**Consigne 1**
Peux-tu reproduire à l'identique les lignes des enregistrements allant de celle qui contient « for dark background » jusqu'à celle qui contient « [293,136,347,214] », ces deux lignes comprises ?
**Consigne 2**
Peux-tu poursuivre le texte sur le départ des Juifs de France à partir de l'endroit où il s'arrête ?

**Extrait du document**
=======
Et alors ? Qu’y a-t-il dans ces paroles compatissantes pour faire changer d’avis ceux qui préparent leur alya ? Je dirais même plus, mon cher Dupont, le fait que le chef du gouvernement reconnaisse la validité des raisons de leur départ constitue, pour ceux d’entre eux qui réfléchissent, une excellente raison de foutre le camp.

 

Ce qui les encouragerait à rester, ce serait que M. Valls affirme que ces raisons sont infondées, ou qu’il a pris des mesures concrètes pour changer le cours des choses et gommer ces sentiments désagréables.

 

Voyons cela de plus près… les Juifs français ne se sentent plus en sécurité, c’est indéniable. Mais, comme le signale à l’attention de M. Valls la vaste majorité des internautes du Monde, tous les Parisiens et tous les Français ont peur, et eux n’ont pas de pays de substitution à disposition pour s’enfuir.
=======
**Enregistrements sources**
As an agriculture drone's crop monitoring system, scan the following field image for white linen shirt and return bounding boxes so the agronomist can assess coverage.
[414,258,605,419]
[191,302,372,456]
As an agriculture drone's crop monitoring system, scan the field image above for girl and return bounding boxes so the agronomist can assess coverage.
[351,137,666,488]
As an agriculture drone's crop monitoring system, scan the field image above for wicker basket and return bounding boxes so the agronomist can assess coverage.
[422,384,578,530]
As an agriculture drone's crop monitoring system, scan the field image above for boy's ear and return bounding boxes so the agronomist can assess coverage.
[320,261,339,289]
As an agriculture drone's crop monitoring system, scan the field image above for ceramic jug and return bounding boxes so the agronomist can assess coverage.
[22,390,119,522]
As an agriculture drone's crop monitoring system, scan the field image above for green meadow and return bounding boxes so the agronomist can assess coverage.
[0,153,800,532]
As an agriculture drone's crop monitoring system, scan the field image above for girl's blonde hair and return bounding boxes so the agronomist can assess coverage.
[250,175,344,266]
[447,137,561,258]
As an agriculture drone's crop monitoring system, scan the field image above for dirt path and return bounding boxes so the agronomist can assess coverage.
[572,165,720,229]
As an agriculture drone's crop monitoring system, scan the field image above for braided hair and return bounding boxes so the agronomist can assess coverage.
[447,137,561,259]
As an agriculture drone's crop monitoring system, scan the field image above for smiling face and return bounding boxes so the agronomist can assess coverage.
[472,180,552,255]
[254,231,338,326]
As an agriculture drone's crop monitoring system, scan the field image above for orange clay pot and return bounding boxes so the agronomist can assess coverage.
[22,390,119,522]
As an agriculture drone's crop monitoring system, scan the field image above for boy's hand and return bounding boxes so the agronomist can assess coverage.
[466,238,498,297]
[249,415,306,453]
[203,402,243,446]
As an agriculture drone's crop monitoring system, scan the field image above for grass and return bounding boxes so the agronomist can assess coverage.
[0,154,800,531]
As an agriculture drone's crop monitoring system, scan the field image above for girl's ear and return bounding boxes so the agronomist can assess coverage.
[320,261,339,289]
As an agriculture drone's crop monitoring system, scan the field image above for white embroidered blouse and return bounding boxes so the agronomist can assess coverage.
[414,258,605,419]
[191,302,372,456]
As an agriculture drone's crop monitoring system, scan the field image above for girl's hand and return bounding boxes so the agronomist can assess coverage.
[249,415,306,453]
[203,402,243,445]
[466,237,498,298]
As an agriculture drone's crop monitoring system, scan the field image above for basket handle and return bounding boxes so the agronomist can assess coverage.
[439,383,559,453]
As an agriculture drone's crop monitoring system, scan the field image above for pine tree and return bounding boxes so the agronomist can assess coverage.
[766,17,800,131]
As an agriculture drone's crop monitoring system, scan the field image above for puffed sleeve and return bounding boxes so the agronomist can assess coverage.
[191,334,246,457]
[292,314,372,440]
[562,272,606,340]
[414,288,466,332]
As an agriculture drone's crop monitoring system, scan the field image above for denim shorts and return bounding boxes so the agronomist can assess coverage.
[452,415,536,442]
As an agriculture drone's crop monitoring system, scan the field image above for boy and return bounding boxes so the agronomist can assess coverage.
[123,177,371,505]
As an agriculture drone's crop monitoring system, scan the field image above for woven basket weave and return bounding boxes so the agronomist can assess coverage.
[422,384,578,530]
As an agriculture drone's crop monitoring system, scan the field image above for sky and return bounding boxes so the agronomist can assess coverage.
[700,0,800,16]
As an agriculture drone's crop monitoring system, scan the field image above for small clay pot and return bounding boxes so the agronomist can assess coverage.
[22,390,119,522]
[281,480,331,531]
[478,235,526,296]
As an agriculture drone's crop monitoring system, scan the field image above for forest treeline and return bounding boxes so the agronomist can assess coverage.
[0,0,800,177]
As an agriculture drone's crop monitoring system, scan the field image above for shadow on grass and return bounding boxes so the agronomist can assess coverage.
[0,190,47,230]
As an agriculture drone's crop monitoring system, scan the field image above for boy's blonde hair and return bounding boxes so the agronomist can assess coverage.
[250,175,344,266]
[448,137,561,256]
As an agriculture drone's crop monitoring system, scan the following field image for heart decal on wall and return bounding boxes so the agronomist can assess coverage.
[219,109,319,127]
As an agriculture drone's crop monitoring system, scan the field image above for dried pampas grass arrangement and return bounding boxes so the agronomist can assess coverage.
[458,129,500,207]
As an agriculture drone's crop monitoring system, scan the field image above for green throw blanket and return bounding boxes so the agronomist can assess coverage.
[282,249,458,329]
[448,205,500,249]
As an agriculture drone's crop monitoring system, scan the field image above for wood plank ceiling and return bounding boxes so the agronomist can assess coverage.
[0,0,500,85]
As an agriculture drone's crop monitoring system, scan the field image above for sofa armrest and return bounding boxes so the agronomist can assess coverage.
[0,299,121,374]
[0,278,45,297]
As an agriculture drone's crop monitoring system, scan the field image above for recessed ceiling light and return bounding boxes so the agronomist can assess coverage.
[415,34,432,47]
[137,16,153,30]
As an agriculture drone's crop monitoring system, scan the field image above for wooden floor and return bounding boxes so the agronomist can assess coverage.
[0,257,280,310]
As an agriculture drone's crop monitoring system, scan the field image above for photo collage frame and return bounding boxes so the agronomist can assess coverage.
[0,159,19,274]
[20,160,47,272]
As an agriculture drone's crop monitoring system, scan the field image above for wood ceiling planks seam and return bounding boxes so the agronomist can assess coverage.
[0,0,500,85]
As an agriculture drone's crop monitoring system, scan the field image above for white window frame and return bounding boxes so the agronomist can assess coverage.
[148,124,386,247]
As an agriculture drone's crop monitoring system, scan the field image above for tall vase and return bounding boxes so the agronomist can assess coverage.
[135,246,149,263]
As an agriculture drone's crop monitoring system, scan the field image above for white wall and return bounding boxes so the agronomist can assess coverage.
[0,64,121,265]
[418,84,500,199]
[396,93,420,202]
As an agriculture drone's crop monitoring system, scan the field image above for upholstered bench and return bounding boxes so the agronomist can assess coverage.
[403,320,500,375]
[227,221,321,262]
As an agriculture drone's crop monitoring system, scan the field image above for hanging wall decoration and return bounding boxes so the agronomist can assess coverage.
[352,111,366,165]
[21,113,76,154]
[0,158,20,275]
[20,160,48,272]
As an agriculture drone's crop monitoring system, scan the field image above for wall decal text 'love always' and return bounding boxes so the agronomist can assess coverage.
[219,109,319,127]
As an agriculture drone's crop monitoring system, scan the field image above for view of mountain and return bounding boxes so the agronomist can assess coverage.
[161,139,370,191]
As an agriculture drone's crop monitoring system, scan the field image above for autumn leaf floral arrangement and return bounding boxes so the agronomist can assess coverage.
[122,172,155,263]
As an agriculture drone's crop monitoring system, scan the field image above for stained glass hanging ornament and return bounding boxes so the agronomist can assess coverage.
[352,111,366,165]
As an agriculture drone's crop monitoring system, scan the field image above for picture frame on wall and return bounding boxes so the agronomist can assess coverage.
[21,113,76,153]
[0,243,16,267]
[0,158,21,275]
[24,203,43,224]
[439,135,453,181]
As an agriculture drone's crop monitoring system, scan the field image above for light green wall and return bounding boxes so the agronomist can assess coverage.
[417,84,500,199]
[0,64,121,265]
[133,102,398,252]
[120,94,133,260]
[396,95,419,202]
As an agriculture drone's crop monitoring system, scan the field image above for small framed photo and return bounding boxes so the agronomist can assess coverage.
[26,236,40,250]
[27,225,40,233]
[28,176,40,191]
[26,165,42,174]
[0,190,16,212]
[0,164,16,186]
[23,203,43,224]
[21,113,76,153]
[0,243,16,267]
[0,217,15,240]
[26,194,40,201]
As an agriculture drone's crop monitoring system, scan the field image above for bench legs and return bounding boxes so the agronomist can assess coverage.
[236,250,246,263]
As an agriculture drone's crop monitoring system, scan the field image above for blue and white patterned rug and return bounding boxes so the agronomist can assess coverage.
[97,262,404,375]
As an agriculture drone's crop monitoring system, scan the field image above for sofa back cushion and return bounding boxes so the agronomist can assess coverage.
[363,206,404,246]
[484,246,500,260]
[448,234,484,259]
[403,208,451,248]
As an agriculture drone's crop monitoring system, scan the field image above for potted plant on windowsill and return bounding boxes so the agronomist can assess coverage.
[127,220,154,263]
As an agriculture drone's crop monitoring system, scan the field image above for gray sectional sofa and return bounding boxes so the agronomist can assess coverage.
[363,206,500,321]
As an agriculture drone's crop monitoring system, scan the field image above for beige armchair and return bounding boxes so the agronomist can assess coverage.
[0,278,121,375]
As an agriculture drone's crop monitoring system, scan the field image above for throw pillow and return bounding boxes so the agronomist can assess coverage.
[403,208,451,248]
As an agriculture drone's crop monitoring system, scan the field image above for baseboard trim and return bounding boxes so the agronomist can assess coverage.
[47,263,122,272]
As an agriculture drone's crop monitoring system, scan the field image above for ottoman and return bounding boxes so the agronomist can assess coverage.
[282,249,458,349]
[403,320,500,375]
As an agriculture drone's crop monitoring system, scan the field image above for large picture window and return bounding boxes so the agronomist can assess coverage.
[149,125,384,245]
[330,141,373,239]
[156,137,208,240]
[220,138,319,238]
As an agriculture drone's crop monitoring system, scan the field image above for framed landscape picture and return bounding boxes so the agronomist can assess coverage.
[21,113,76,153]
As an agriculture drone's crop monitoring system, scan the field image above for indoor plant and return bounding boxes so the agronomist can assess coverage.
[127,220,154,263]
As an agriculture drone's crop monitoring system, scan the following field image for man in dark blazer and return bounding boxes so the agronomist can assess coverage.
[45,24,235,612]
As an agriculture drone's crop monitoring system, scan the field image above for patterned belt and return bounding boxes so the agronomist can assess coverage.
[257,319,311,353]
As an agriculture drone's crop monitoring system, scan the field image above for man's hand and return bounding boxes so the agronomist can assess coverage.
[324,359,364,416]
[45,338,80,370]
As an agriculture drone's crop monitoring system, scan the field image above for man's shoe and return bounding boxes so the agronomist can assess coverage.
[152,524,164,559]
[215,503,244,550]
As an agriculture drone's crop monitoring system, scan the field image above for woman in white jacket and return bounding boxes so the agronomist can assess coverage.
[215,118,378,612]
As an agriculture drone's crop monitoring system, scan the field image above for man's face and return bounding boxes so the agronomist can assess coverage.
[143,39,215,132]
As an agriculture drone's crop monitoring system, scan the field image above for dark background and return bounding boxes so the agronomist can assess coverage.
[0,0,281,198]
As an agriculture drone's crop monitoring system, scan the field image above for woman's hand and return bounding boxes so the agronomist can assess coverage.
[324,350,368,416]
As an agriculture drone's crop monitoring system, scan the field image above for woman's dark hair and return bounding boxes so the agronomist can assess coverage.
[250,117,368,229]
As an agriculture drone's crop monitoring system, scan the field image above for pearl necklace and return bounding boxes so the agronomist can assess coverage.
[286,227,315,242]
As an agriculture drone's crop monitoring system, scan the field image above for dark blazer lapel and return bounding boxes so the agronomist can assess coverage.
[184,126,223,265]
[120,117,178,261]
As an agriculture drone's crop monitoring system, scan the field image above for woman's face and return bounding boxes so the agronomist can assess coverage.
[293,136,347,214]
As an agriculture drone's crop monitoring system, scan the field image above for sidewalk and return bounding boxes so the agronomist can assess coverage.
=======
**Réponse attendue 1**
As an agriculture drone's crop monitoring system, scan the field image above for dark background and return bounding boxes so the agronomist can assess coverage.
[0,0,281,198]
As an agriculture drone's crop monitoring system, scan the field image above for woman's hand and return bounding boxes so the agronomist can assess coverage.
[324,350,368,416]
As an agriculture drone's crop monitoring system, scan the field image above for woman's dark hair and return bounding boxes so the agronomist can assess coverage.
[250,117,368,229]
As an agriculture drone's crop monitoring system, scan the field image above for pearl necklace and return bounding boxes so the agronomist can assess coverage.
[286,227,315,242]
As an agriculture drone's crop monitoring system, scan the field image above for dark blazer lapel and return bounding boxes so the agronomist can assess coverage.
[184,126,223,265]
[120,117,178,261]
As an agriculture drone's crop monitoring system, scan the field image above for woman's face and return bounding boxes so the agronomist can assess coverage.
[293,136,347,214]

**Réponse attendue 2**
Ils lui reprochent de communautariser les Israélites français en leur accordant beaucoup trop d’importance, alors qu’ils ne représentent guère plus qu’un pour cent de la population. Certains autres lecteurs-commentateurs du "journal de référence", une toute petite poignée, leur ont fait très gentiment remarquer que les Mohamed Merah et autre Amedy Coulibaly aussi accordent aux Juifs une "importance exagérée", qu’ils expriment le plus souvent au fusil d’assaut.

 

Encore que Le Monde, toujours aussi "sélectif" lorsqu’il s’agit d’Israël et des Juifs, avait préventivement décidé de s’abstenir de publier un autre passage du discours de Manuel Valls, dans lequel le Premier ministre déclarait : "L’antisémitisme, qu’il vienne de l’extrême droite ou de l’extrême gauche, qu’il vienne du fond des âges ou, aujourd’hui, d’une partie de la jeunesse de nos quartiers doit être combattu avec la même détermination". Nul doute que cela aurait fait encore plus jaser, tant le déni de l’antisémitisme est vigoureux dans la vieille république.

 

Ce qui nous ramène à ce qui me semble être l’essentiel du problème des Juifs français de ce début de XXIème siècle : "(…) ils ne se sentent plus compris, parce qu’ils ne se sentent plus à leur place".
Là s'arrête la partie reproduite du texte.